Task statement
Where a line holds the word "thick", copy that line from the data below.

━━━━━━━━

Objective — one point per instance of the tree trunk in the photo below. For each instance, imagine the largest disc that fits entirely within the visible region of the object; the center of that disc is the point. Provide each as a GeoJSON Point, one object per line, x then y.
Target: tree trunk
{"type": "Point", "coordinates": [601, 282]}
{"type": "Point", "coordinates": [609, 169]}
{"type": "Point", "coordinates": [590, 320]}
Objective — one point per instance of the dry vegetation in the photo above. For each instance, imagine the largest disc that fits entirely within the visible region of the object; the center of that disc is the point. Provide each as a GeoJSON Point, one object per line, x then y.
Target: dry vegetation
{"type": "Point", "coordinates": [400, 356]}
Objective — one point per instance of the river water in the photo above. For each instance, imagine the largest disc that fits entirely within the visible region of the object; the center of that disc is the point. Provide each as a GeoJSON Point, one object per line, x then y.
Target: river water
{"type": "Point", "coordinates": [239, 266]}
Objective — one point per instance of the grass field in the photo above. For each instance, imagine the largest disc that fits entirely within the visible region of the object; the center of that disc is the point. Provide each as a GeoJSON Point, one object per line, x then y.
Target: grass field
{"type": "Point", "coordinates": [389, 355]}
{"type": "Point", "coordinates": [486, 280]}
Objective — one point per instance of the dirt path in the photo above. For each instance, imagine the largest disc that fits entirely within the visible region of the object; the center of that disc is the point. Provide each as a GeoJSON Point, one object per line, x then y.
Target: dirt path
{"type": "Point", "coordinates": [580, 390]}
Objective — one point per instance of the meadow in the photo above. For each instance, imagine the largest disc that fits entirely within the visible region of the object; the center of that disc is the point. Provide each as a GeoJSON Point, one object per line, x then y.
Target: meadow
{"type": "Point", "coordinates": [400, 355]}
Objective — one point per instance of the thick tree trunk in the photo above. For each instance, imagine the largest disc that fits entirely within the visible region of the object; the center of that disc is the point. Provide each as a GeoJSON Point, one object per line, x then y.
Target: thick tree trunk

━━━━━━━━

Written reply
Objective — one point per instance of the thick tree trunk in the photo above. For each instance, imagine the largest disc that fits entirely within the visible region of the object; the center of that disc is the point. Provide each as a GeoJSON Point, one object per line, x then y.
Target: thick tree trunk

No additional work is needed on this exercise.